• _To be done_
1) Shorten the paragraph in the divorce thread that begins "I guess because I pulled a 180", keeping its main facts.
2) Carry on the divorce thread, picking up right after the last sentence of its final post.

• _Reading text_
start
# No more sex !!!!



## rome2012 (Sep 10, 2010)

No more sex for him !!!!! 

I'm stupid !!!!! Sooooooooooooooo stupid !!!!!

:banghead::banghead::banghead::banghead::banghead::banghead::banghead::banghead:

*He* needs to fight now !!!!

Full blown 180 now !!!! :smthumbup:

*“God, grant me the serenity to accept the things I cannot change, the courage to change the things I can, and the wisdom to know the difference.”*

*“God, grant me the serenity to accept the things I cannot change, the courage to change the things I can, and the wisdom to know the difference.”*

*“God, grant me the serenity to accept the things I cannot change, the courage to change the things I can, and the wisdom to know the difference.”*

*“God, grant me the serenity to accept the things I cannot change, the courage to change the things I can, and the wisdom to know the difference.”*


----------



## Crankshaw (Jan 12, 2011)

ooookkkkkaaayyyyy, now, do you want to fill us all in a little ?


----------



## Blanca (Jul 25, 2008)

ummmm....i think using sex as a weapon to get what you want is a pretty low form of manipulation. No one will love you if you use their needs against them.


----------



## LonelyNLost (Dec 11, 2010)

What happened? Was it the kissy face pic thing? Do tell when you calm down. We're curious.


----------



## Freak On a Leash (Feb 19, 2010)

What is SEX? :scratchhead:

:rofl: :rofl: :rofl:


----------



## Crankshaw (Jan 12, 2011)

Freak On a Leash said:


> What is SEX? :scratchhead:
> 
> :rofl: :rofl: :rofl:


I have heard rumors, but I don't really believe them


----------



## Freak On a Leash (Feb 19, 2010)

I left this vibrating thing at my H's house..I should go pick it up. 

Hey, it's a LOT more fun than he is!


----------



## Crankshaw (Jan 12, 2011)

Freak On a Leash said:


> I left this vibrating thing at my H's house..I should go pick it up.
> 
> Hey, it's a LOT more fun than he is!


you left a what thing where ?


----------



## Freak On a Leash (Feb 19, 2010)

VIBRATOR DUDE!! Come on..don't they have those things "DOWN UNDER?" :rofl: :rofl::lol:

My husband bought that and a bunch of those "warming gels" and a dildo a few years ago for Valentine's Day. What fun! :smthumbup: It was a GREAT way to get "warmed up" and "add to" the fun! Not to mention those rope things we attached to all corners of the bed.  

Ah well..All good things come to and end. Now I'm replacing him with the vibrator. No great loss. He's literally gone DOWN hill..

Shame, he was so good for awhile. Rum does horrible things to one libido.


----------



## rome2012 (Sep 10, 2010)

Long story....(in my profile)...

Short......ex-husband divorced me....when final papers came to the house he told me he loves me, doesn't want me to move out and wants to see what the future holds (translated: reconciliation possibility).....

I guess because I pulled a 180 after signing the papers, and then our dog being put down brought us really close together (kissing, hugging, holding hands etc) kinda showed him that he was making a hasty decision and that he does still have love for me, so he reconsidered when the finalized papers came....

Anyway....ever since then ("I don't want you to move out") I haven't heard a single "I love you", gotten not a single kiss or other affection other than sex.....once in a while....and most of the time it had to be initiated by me....(he said he understands if I don't want sex after all this heartache and lets it be my decision)
end
• _Data segment_
start
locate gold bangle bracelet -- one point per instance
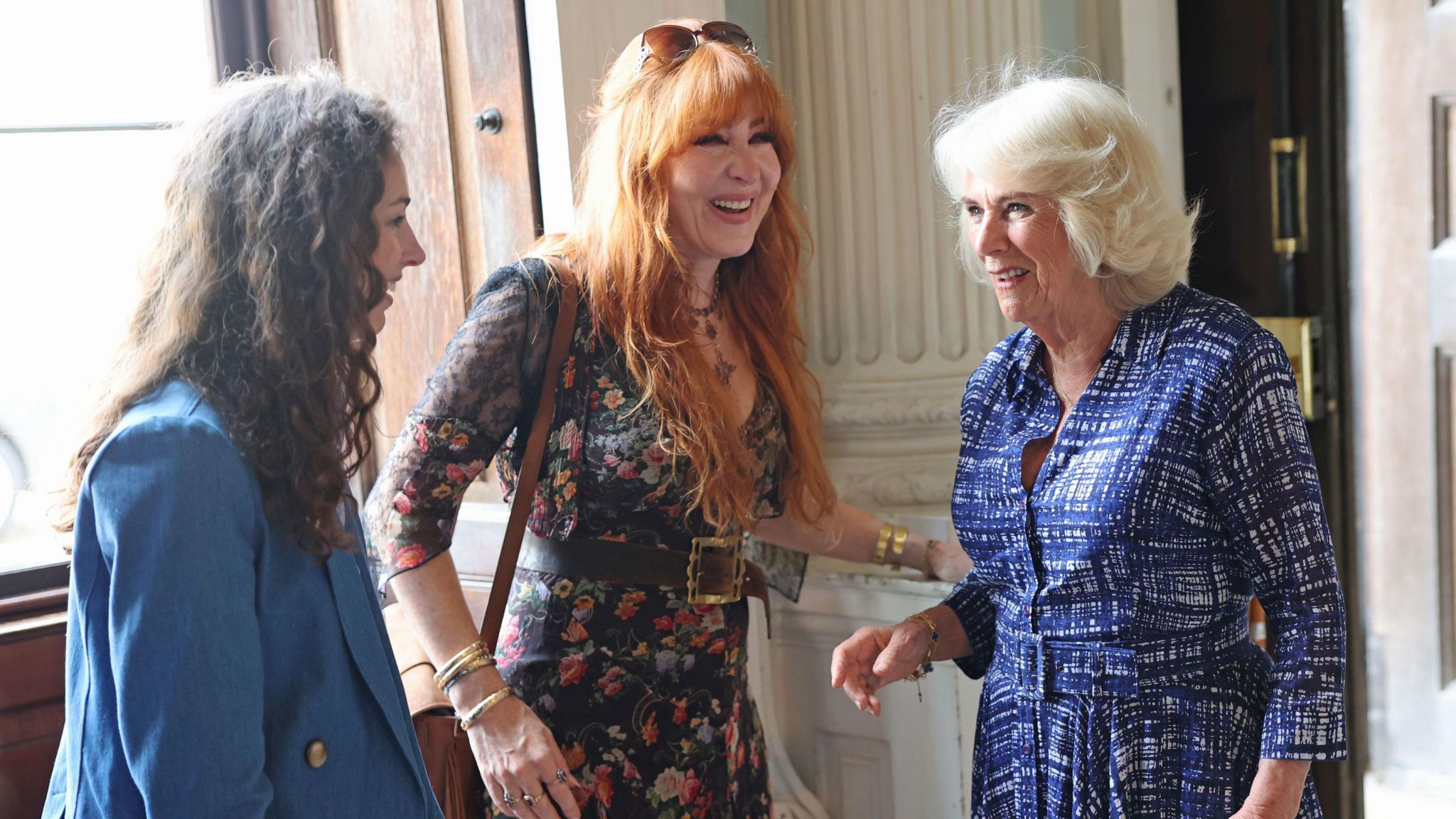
end
• _Answers by task_
1) After signing the papers, I pulled a 180, and then having our dog put down brought us close again (kissing, hugging, holding hands). That probably showed him his decision was hasty and that he still loves me, so he reconsidered when the finalized papers came.

2)
Ok, I don't want to lie....he would smile at me and even be flirty with me when we would talk or hang out, like at the amusement park....

But now I'm thinking this was all a game....

He came home today moaning about having to get our front door fixed and it costing about $ 2000.....

It then hit me.....he just asked me to stay because he thinks he can't afford me moving out, since there's so many things that need to be fixed in the house.....

That's why I get no kisses, hugs, I love you's !!!!!!!

He rather puts up with me hoping to get financially stable soon and while waiting he has his cake and eats it too.....

That's why I said no more sex !!!!!

But then again.... he's not rich, but he sure as heck makes good money (being retired military and now police officer...he makes 3 times more than me).....so technically he could afford it.... :scratchhead:

One could say I don't get affection because of me treating him unfair (accusations of other women and snide remarks because of his EA....even though he claims it was not) for a long time now....he always gets this martyr look on his face like "How could you think of me like that"..... :cussing:

But I'm not so sure anymore....

I mean....I know everyone said "*180* and *no sex* !!!" but I thought that wouldn't work for him (no sex).....

But now I'm at a point where I think 180 alone did bring some success, but sleeping with him didn't and I'm still not getting any other affection.....

And I know....I won't get anything else if I give him everything....the pleasant me who's making all kinds of positive changes and gives him sex too.....what else could he ask for.....no further obligation :banghead:

It's going to kill me because I am still thinking he will be driven further away now if he doesn't get the sex anymore, but I have to do it....

According to the Bit*ch Bible "I have to regain my dignity and his respect !!!!!!!!!".....

And I can't be any more divorced than I already am...... 

And @ Blanca....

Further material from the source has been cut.